◆ COMPITO DA SVOLGERE
Ricopi fedelmente, dal testo sul dialogo tra le religioni, il tratto che va da "Da una parte, ci" fino a "l'autenticità della religione.".

◆ SEZIONE DI TESTO
= = = = = = =
È una questione che non è affatto di natura soltanto accademica; in essa si tratta del futuro di noi tutti.

A Regensburg il dialogo tra le religioni venne toccato solo marginalmente e sotto un duplice punto di vista. La ragione secolarizzata non è in grado di entrare in un vero dialogo con le religioni. Se resta chiusa di fronte alla questione di Dio, questo finirà per condurre allo scontro delle culture. 

L'altro punto di vista riguardava l'affermazione che le religioni devono incontrarsi nel compito comune di porsi al servizio della verità e quindi dell'uomo. La visita in Turchia mi ha offerto l'occasione di illustrare anche pubblicamente il mio rispetto per la Religione islamica, un rispetto, del resto, che il Concilio Vaticano II (cfr Dich. Nostra Aetate, 3) ci ha indicato come atteggiamento doveroso. Vorrei in questo momento esprimere ancora una volta la mia gratitudine verso le Autorità della Turchia e verso il popolo turco, che mi ha accolto con un'ospitalità così grande e mi ha offerto giorni indimenticabili di incontro. In un dialogo da intensificare con l'Islam dovremo tener presente il fatto che il mondo musulmano si trova oggi con grande urgenza davanti a un compito molto simile a quello che ai cristiani fu imposto a partire dai tempi dell'illuminismo e che il Concilio Vaticano II, come frutto di una lunga ricerca faticosa, ha portato a soluzioni concrete per la Chiesa cattolica. Si tratta dell'atteggiamento che la comunità dei fedeli deve assumere di fronte alle convinzioni e alle esigenze affermatesi nell'illuminismo. 
Da una parte, ci si deve contrapporre a una dittatura della ragione positivista che esclude Dio dalla vita della comunità e dagli ordinamenti pubblici, privando così l'uomo di suoi specifici criteri di misura. 
D'altra parte, è necessario accogliere le vere conquiste dell'illuminismo, i diritti dell'uomo e specialmente la libertà della fede e del suo esercizio, riconoscendo in essi elementi essenziali anche per l'autenticità della religione. 
Come nella comunità cristiana c'è stata una lunga ricerca circa la giusta posizione della fede di fronte a quelle convinzioni – una ricerca che certamente non sarà mai conclusa definitivamente – così anche il mondo islamico con la propria tradizione sta davanti al grande compito di trovare a questo riguardo le soluzioni adatte. 

Il contenuto del dialogo tra cristiani e musulmani sarà in questo momento soprattutto quello di incontrarsi in questo impegno per trovare le soluzioni giuste. Noi cristiani ci sentiamo solidali con tutti coloro che, proprio in base alla loro convinzione religiosa di musulmani, s'impegnano contro la violenza e per la sinergia tra fede e ragione, tra religione e libertà. In questo senso, i due dialoghi di cui ho parlato si compenetrano a vicenda.
= = = = = = =
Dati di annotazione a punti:
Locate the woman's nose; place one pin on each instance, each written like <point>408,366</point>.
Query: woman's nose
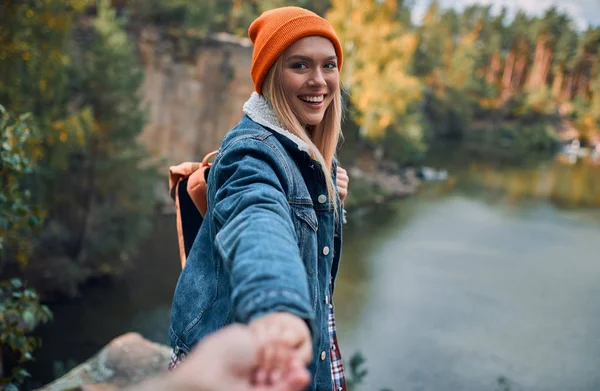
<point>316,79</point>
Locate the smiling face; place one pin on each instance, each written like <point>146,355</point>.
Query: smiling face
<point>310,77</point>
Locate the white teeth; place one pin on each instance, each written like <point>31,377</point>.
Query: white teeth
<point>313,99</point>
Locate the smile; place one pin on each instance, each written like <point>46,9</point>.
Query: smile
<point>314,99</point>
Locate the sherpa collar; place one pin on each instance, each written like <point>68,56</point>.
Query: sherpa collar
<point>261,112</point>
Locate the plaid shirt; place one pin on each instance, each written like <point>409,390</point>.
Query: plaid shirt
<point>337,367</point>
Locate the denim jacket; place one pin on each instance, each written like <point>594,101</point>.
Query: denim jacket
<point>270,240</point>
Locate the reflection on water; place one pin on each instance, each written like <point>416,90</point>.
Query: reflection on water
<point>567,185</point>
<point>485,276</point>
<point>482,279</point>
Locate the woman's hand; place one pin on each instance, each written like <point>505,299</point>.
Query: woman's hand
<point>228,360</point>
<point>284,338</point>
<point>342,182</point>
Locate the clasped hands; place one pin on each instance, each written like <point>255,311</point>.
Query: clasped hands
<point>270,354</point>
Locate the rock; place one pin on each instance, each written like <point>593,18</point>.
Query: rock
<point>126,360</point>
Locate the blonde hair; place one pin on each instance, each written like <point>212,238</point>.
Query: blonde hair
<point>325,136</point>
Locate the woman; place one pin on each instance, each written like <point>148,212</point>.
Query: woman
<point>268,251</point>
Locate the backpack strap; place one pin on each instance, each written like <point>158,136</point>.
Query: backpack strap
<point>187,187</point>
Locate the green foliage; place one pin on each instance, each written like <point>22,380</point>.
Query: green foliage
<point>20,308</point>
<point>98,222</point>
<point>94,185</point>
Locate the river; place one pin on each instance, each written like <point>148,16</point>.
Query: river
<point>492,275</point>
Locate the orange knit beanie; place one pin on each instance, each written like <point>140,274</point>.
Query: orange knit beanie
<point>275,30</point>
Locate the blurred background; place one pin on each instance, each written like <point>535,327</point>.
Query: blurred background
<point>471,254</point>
= = = = = = =
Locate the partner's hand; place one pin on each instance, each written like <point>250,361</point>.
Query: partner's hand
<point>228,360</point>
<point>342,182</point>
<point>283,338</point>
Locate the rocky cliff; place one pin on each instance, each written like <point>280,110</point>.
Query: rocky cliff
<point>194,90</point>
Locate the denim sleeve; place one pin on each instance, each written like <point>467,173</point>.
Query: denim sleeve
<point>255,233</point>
= = = = = = =
◆ RISULTATO ATTESO
Da una parte, ci si deve contrapporre a una dittatura della ragione positivista che esclude Dio dalla vita della comunità e dagli ordinamenti pubblici, privando così l'uomo di suoi specifici criteri di misura. 
D'altra parte, è necessario accogliere le vere conquiste dell'illuminismo, i diritti dell'uomo e specialmente la libertà della fede e del suo esercizio, riconoscendo in essi elementi essenziali anche per l'autenticità della religione.